### YOUR GOAL
Take the line that contains "Warehouse pick-planner input: mark the dark gray" and all lines after it, up to and including the last line of the data, and write them out exactly; nothing else belongs in the answer.

### GIVEN DATA
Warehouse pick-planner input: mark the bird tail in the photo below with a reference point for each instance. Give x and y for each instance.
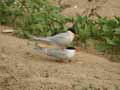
(39, 38)
(40, 49)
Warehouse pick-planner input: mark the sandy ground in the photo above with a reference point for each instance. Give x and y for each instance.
(23, 69)
(92, 8)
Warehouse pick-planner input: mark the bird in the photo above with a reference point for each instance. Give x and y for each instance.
(60, 55)
(61, 39)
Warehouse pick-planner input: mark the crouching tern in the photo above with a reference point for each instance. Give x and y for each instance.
(59, 54)
(61, 39)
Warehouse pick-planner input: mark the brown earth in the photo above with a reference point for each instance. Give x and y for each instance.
(23, 69)
(93, 8)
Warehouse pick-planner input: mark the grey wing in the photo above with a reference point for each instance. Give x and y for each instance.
(57, 53)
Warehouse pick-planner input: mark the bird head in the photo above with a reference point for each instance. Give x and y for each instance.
(71, 29)
(74, 48)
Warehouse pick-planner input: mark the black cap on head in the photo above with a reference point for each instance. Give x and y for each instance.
(71, 29)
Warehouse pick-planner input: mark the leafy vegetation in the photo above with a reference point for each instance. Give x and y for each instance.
(38, 17)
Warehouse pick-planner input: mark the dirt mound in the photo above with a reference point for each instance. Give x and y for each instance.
(107, 8)
(23, 69)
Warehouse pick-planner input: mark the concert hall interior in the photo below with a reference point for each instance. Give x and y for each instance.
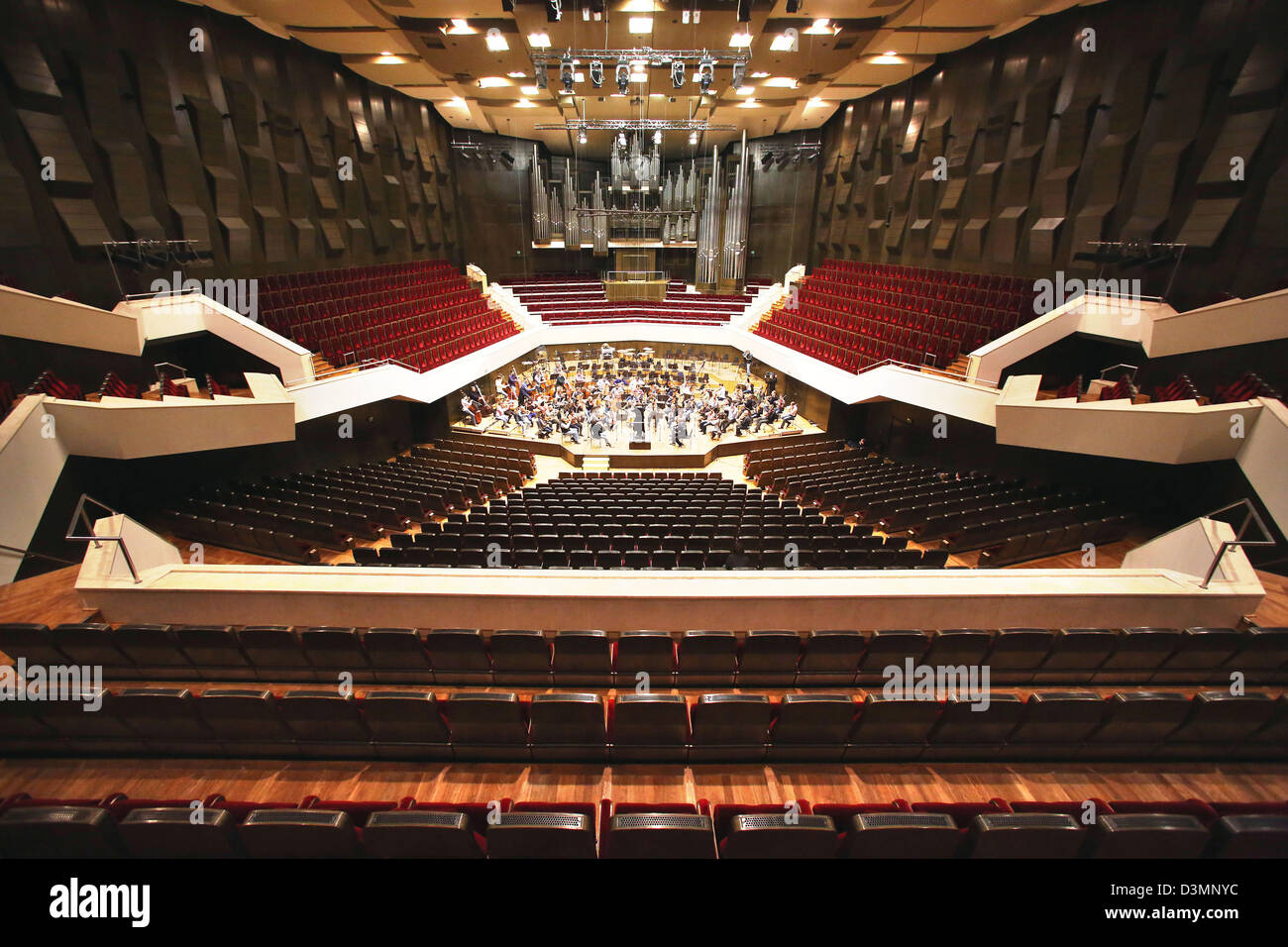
(619, 429)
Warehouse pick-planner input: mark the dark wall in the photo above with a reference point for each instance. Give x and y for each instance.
(237, 147)
(1048, 147)
(145, 487)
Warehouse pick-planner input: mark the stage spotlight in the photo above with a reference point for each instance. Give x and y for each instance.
(566, 72)
(706, 72)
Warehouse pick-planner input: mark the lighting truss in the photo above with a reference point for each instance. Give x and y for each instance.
(635, 125)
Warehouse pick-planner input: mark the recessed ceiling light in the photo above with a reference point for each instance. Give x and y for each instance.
(822, 27)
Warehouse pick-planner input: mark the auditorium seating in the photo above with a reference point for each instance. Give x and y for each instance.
(1012, 521)
(857, 315)
(421, 313)
(644, 521)
(123, 827)
(292, 517)
(572, 299)
(703, 659)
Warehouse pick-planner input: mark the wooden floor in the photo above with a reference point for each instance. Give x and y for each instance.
(456, 783)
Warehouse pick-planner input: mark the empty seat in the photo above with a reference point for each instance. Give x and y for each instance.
(334, 651)
(171, 832)
(274, 652)
(1024, 835)
(397, 656)
(487, 725)
(519, 657)
(246, 722)
(780, 836)
(541, 835)
(1250, 836)
(583, 659)
(648, 654)
(1055, 724)
(1134, 723)
(406, 724)
(1146, 836)
(660, 835)
(58, 831)
(892, 728)
(568, 727)
(167, 720)
(297, 834)
(729, 727)
(902, 835)
(420, 834)
(769, 659)
(459, 656)
(707, 659)
(810, 727)
(326, 724)
(214, 651)
(831, 657)
(651, 728)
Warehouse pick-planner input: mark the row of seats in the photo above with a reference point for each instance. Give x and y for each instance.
(498, 725)
(691, 659)
(502, 828)
(858, 315)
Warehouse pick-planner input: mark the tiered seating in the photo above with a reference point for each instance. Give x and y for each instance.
(119, 826)
(703, 659)
(644, 521)
(423, 313)
(581, 300)
(291, 517)
(855, 315)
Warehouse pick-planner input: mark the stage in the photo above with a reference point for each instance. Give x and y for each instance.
(697, 451)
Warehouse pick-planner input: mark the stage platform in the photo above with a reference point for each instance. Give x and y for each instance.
(697, 453)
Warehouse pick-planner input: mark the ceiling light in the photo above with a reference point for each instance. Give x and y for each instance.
(822, 27)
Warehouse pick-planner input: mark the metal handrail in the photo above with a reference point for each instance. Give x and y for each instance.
(80, 514)
(1249, 517)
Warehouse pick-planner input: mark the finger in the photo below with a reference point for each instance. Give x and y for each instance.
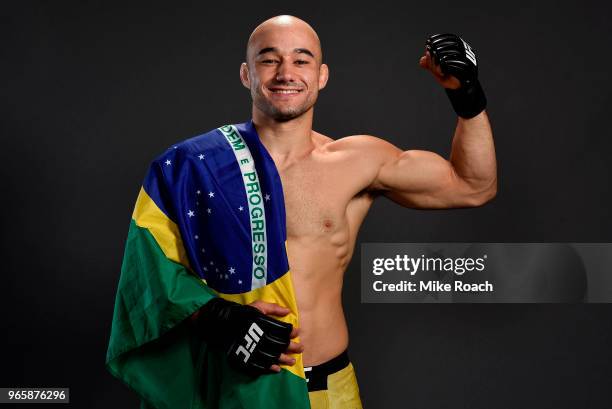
(295, 348)
(286, 359)
(270, 308)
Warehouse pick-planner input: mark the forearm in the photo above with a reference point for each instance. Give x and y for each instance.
(473, 153)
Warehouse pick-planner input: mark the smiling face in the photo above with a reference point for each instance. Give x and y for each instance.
(283, 69)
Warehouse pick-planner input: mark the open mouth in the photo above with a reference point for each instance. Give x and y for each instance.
(285, 91)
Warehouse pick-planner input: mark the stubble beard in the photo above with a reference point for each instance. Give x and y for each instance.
(282, 115)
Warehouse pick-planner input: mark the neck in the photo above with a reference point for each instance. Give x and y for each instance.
(285, 141)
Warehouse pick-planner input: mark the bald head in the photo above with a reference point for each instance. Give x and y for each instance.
(281, 27)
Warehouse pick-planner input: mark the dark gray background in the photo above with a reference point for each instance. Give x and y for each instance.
(91, 92)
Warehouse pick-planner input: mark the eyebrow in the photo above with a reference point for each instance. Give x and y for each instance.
(295, 50)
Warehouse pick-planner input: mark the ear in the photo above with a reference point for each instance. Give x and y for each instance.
(244, 75)
(323, 76)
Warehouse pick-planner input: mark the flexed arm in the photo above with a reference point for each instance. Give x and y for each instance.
(424, 179)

### EXERCISE RESULT
Warehouse pick-planner input: mark the dark gray background in the photo above with a reference point for each instance. Give x and y for each instance.
(91, 92)
Warehouse pick-planner input: mark the eyebrow in the photo above with a reference point for each instance. Give x and y for each instance.
(295, 50)
Warehouse pick-planner input: mark the ear in the photo above with a reference point for each instance. Give x and y for each instance.
(244, 75)
(323, 76)
Warehouse pick-planner input: mark the flexed arm in the photo above with a reference point for each instance. Give x and y for each instance.
(424, 179)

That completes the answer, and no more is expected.